**Problem:** Rescale the items from the first one through the line with "[(33, 57), (60, 38)]", both included. Reproduce every line, requests too, but multiply each point coordinate in the answers by 1.2 and round it to a whole number, rounding halves up, and leave the pictures out.

**Supplied entries:**
────────
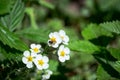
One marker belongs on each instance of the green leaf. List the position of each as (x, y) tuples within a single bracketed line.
[(107, 62), (116, 65), (83, 46), (115, 53), (103, 75), (46, 4), (38, 35), (5, 6), (14, 17), (53, 65), (112, 26), (95, 31), (11, 39)]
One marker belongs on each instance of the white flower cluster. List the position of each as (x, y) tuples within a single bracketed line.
[(33, 57), (60, 38)]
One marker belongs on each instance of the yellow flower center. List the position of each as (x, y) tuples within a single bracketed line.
[(40, 62), (53, 39), (62, 53), (30, 58), (36, 49), (62, 37)]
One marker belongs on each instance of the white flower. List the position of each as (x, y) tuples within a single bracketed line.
[(28, 59), (47, 74), (41, 62), (64, 37), (35, 48), (54, 40), (63, 53)]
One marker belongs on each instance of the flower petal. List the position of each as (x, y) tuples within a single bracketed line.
[(39, 67), (62, 32), (45, 66), (50, 35), (55, 45), (24, 59), (66, 39), (61, 47), (67, 50), (32, 46), (29, 65), (61, 59), (67, 57), (45, 59), (26, 53), (38, 46)]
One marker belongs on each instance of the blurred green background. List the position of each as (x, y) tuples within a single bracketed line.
[(41, 17)]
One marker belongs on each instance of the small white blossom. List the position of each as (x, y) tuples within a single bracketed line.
[(47, 74), (64, 37), (28, 59), (54, 40), (41, 62), (35, 48), (63, 53)]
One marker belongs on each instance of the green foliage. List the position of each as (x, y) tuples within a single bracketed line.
[(46, 4), (83, 46), (38, 35), (93, 47), (103, 75), (94, 31), (5, 6), (8, 38), (53, 65), (110, 4), (14, 17), (115, 53), (112, 26)]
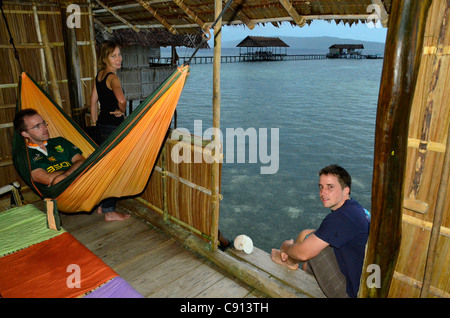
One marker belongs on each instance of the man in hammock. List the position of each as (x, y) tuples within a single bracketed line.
[(51, 159), (334, 253)]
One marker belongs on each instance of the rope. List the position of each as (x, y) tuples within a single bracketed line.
[(206, 38), (11, 39)]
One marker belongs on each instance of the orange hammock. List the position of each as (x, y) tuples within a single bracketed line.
[(121, 165)]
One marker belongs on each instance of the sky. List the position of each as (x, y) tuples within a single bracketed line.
[(360, 31)]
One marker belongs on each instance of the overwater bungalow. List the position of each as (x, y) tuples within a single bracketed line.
[(337, 51), (169, 247), (261, 48)]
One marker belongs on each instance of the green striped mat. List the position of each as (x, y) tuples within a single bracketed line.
[(22, 227)]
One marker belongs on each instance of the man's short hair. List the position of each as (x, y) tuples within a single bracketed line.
[(19, 122), (344, 178)]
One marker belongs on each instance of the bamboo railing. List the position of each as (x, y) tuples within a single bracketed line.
[(409, 235), (423, 262), (182, 191)]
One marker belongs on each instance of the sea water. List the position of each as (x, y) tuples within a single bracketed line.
[(324, 111)]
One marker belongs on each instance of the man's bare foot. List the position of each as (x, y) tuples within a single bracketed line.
[(116, 216), (276, 257)]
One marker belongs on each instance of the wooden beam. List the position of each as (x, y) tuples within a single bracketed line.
[(111, 11), (109, 30), (298, 19), (236, 8), (191, 14), (215, 169), (72, 57), (153, 12), (403, 53), (50, 64)]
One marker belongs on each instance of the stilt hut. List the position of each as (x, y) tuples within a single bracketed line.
[(261, 48), (345, 51), (409, 234)]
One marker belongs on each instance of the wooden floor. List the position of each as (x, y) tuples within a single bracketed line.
[(160, 259), (153, 263)]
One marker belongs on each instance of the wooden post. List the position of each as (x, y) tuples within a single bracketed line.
[(72, 66), (437, 221), (50, 64), (215, 203), (403, 53)]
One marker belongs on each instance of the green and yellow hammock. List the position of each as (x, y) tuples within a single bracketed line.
[(118, 167)]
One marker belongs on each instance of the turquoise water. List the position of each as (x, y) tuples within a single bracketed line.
[(324, 111)]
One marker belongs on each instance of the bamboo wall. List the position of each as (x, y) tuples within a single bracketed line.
[(428, 133), (29, 40), (181, 192)]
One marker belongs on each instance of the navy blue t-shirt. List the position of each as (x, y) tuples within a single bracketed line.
[(346, 229)]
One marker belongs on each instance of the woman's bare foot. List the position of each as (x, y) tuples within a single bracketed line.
[(116, 216), (276, 257)]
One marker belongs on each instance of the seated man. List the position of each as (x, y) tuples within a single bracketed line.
[(334, 253), (51, 159)]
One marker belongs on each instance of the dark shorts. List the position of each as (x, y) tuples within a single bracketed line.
[(326, 270)]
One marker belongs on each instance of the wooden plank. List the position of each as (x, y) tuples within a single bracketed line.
[(191, 284), (249, 273), (296, 279), (156, 277), (225, 288), (400, 71)]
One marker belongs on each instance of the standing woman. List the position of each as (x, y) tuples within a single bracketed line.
[(108, 91)]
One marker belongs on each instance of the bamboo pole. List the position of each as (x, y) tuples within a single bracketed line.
[(92, 39), (50, 64), (215, 185), (437, 221), (403, 53), (72, 66), (41, 50)]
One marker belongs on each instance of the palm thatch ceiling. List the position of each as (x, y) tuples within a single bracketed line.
[(192, 16)]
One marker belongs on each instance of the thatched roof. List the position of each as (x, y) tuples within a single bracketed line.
[(190, 16), (262, 41), (149, 38)]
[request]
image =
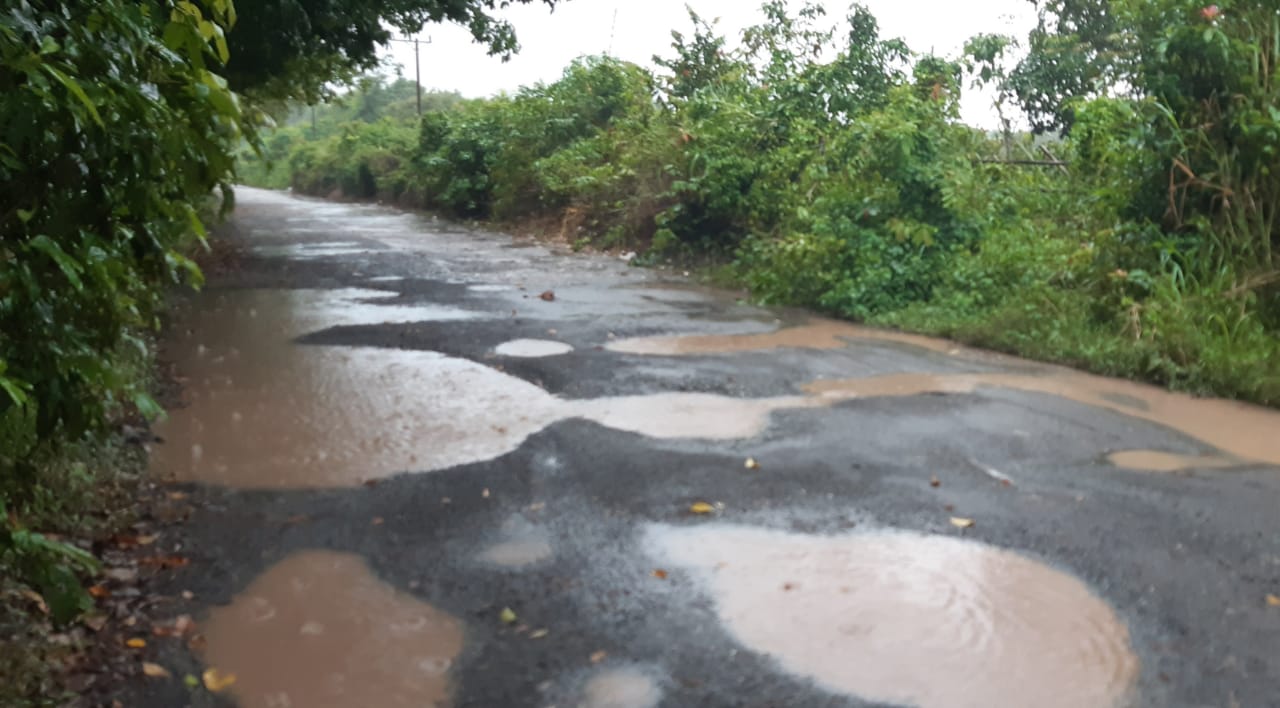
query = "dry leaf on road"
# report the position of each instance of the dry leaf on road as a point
(216, 681)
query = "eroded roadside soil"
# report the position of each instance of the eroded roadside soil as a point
(438, 467)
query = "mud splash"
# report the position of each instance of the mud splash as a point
(621, 688)
(531, 348)
(319, 629)
(1238, 429)
(264, 412)
(817, 334)
(899, 617)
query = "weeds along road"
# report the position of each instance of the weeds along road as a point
(439, 467)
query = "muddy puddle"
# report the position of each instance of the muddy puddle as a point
(320, 630)
(908, 619)
(621, 688)
(817, 334)
(531, 348)
(261, 411)
(1159, 461)
(1237, 429)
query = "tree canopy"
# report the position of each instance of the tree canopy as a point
(292, 49)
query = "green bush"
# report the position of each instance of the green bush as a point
(113, 131)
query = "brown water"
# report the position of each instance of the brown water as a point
(265, 412)
(621, 688)
(1238, 429)
(531, 348)
(897, 617)
(319, 630)
(1159, 461)
(817, 334)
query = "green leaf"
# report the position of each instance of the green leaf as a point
(74, 87)
(68, 265)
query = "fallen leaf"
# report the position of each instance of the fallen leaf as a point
(95, 621)
(165, 562)
(216, 681)
(183, 625)
(702, 507)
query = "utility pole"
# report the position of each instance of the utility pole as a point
(417, 67)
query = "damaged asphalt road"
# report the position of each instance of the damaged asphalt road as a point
(675, 498)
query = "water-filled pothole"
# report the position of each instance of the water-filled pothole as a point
(265, 412)
(912, 619)
(1238, 429)
(531, 348)
(319, 629)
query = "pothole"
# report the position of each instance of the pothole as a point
(319, 629)
(621, 688)
(1238, 429)
(1159, 461)
(533, 348)
(900, 617)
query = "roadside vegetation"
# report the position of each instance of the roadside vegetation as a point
(1132, 232)
(119, 123)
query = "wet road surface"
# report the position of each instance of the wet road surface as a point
(439, 467)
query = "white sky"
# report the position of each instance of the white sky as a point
(549, 41)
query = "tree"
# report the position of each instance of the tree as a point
(293, 48)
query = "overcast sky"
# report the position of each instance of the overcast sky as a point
(636, 30)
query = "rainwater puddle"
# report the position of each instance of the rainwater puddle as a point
(621, 688)
(319, 629)
(264, 412)
(531, 348)
(817, 334)
(306, 251)
(899, 617)
(1238, 429)
(1159, 461)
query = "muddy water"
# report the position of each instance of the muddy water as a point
(621, 688)
(1159, 461)
(320, 630)
(531, 348)
(265, 412)
(817, 334)
(1238, 429)
(897, 617)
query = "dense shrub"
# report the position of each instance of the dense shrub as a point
(113, 131)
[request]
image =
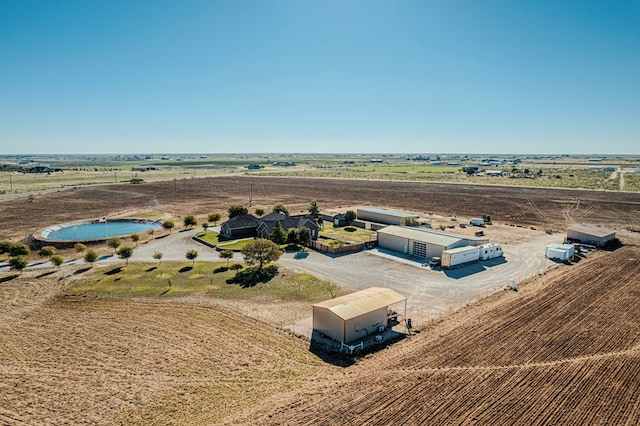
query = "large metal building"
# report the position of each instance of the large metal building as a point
(387, 217)
(590, 234)
(355, 315)
(423, 242)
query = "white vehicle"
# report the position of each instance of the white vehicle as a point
(460, 256)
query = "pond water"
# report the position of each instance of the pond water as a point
(97, 231)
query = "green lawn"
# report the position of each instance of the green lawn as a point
(348, 233)
(175, 279)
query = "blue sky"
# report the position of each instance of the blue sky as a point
(242, 76)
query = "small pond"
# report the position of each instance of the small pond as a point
(86, 231)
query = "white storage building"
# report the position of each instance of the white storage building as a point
(388, 217)
(590, 234)
(490, 251)
(423, 242)
(355, 315)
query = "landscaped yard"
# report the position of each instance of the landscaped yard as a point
(173, 279)
(351, 234)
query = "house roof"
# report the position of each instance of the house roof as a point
(361, 302)
(594, 230)
(288, 222)
(244, 220)
(273, 216)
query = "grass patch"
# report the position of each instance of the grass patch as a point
(171, 279)
(212, 237)
(348, 233)
(235, 245)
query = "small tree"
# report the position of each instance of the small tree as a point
(261, 251)
(5, 246)
(226, 254)
(304, 236)
(125, 253)
(18, 263)
(19, 249)
(237, 210)
(90, 257)
(214, 218)
(278, 235)
(190, 221)
(293, 236)
(56, 260)
(47, 251)
(168, 225)
(280, 208)
(114, 243)
(350, 216)
(314, 210)
(192, 255)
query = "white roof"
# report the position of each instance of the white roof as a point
(386, 212)
(439, 238)
(361, 302)
(462, 249)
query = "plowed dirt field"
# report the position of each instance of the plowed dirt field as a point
(565, 349)
(513, 205)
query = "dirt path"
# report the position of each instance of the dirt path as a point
(558, 351)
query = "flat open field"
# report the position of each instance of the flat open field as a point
(553, 208)
(562, 350)
(565, 349)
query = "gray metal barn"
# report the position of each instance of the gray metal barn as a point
(388, 217)
(423, 242)
(590, 234)
(355, 315)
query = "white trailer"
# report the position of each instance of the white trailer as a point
(476, 221)
(459, 256)
(490, 251)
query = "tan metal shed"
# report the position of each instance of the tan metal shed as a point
(590, 234)
(355, 315)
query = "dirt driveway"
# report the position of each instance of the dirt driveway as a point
(429, 293)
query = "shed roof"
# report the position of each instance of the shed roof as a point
(430, 236)
(595, 230)
(563, 247)
(361, 302)
(386, 212)
(462, 249)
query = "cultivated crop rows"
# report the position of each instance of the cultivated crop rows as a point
(567, 353)
(78, 361)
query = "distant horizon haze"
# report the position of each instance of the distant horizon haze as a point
(246, 76)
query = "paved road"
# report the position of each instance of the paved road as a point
(429, 292)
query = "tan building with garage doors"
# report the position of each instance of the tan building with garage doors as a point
(423, 242)
(355, 315)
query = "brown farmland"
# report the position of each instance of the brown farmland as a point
(562, 350)
(514, 205)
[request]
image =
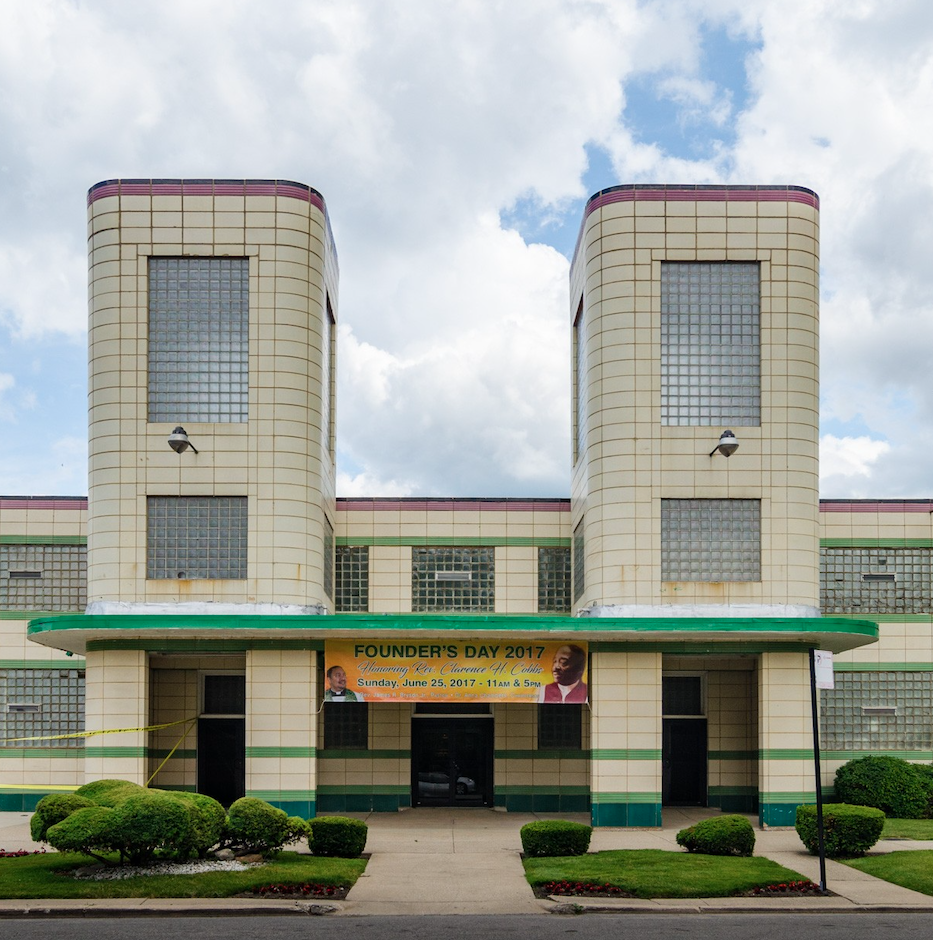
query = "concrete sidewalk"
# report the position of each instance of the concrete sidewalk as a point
(467, 861)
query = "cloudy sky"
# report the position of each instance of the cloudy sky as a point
(456, 142)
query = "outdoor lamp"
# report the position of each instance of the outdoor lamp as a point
(178, 441)
(727, 445)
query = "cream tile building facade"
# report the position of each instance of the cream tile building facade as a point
(178, 626)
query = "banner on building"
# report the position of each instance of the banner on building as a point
(455, 671)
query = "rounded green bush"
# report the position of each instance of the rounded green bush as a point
(52, 809)
(337, 836)
(720, 835)
(87, 830)
(848, 831)
(109, 792)
(257, 826)
(896, 787)
(549, 838)
(150, 821)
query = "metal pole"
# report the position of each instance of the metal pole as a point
(816, 767)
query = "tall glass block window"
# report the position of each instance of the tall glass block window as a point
(198, 339)
(876, 580)
(711, 343)
(43, 577)
(579, 384)
(710, 540)
(453, 580)
(352, 578)
(878, 711)
(579, 557)
(193, 537)
(42, 704)
(554, 580)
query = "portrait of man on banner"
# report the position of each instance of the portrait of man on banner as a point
(568, 669)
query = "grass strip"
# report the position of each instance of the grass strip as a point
(655, 873)
(908, 869)
(47, 876)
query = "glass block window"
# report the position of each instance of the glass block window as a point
(346, 725)
(453, 580)
(196, 537)
(224, 695)
(328, 558)
(876, 580)
(579, 384)
(43, 577)
(579, 555)
(41, 703)
(328, 357)
(711, 343)
(877, 711)
(198, 339)
(352, 578)
(554, 580)
(560, 726)
(710, 540)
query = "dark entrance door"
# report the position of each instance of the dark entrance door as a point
(451, 762)
(222, 758)
(683, 762)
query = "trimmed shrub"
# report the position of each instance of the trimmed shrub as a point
(337, 836)
(150, 821)
(848, 831)
(109, 792)
(720, 835)
(554, 837)
(52, 809)
(896, 787)
(257, 826)
(87, 830)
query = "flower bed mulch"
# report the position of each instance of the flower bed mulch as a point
(298, 892)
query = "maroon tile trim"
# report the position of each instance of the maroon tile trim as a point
(440, 504)
(876, 505)
(285, 188)
(43, 502)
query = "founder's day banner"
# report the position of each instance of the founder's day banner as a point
(455, 671)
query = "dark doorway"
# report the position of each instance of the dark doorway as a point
(451, 762)
(222, 758)
(683, 762)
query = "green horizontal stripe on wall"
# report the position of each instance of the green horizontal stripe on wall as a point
(76, 663)
(854, 755)
(281, 751)
(876, 543)
(550, 754)
(625, 753)
(803, 796)
(618, 797)
(53, 753)
(882, 667)
(115, 751)
(268, 795)
(427, 541)
(355, 754)
(363, 790)
(43, 540)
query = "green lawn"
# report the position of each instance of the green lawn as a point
(912, 870)
(655, 873)
(908, 829)
(46, 876)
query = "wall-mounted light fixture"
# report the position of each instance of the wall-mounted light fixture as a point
(178, 441)
(727, 445)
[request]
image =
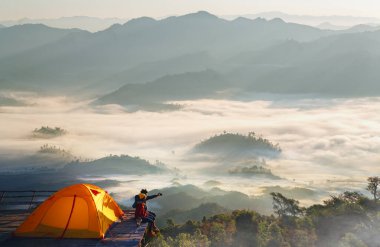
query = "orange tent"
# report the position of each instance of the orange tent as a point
(77, 211)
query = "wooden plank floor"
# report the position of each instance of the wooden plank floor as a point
(122, 234)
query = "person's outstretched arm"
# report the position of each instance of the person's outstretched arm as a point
(153, 196)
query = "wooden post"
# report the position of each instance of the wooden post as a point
(31, 201)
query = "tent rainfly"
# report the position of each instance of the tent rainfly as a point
(77, 211)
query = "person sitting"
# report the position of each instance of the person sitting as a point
(142, 215)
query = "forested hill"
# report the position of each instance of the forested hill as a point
(346, 220)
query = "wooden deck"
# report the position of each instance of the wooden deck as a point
(121, 234)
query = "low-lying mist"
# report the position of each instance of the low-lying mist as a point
(328, 145)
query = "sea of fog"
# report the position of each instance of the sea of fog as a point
(328, 145)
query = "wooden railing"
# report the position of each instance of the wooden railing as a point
(22, 199)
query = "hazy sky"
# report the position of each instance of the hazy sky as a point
(17, 9)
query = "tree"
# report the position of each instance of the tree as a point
(285, 206)
(372, 187)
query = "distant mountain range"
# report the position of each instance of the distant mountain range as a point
(92, 24)
(347, 21)
(199, 55)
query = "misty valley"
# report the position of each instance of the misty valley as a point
(232, 120)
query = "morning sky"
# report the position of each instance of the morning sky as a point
(36, 9)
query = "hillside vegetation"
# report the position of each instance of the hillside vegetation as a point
(347, 220)
(231, 145)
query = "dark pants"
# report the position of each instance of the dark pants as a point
(150, 218)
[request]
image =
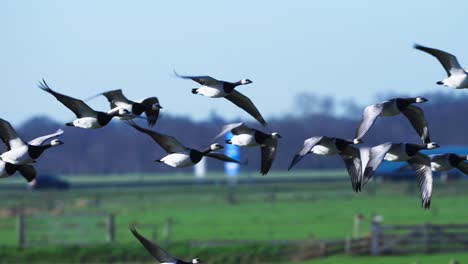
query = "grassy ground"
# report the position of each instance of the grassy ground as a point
(257, 212)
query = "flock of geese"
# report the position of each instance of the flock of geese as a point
(361, 162)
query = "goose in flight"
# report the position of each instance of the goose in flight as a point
(448, 161)
(250, 137)
(86, 116)
(150, 106)
(353, 157)
(180, 156)
(457, 76)
(419, 162)
(157, 252)
(21, 153)
(215, 89)
(394, 107)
────────
**Result of the task:**
One marker belongs on each instance of the green leaf. List the position of each as (x, y) tuples within a single bracketed line.
[(128, 74), (139, 78), (100, 55), (138, 64), (124, 90), (55, 5), (46, 42), (6, 7), (17, 20), (64, 78), (134, 31), (114, 37), (13, 47)]
One marker belongs on each instance of the white flower cluster. List the position of each as (x, y) tuples within a single bracketed line.
[(40, 68), (72, 46)]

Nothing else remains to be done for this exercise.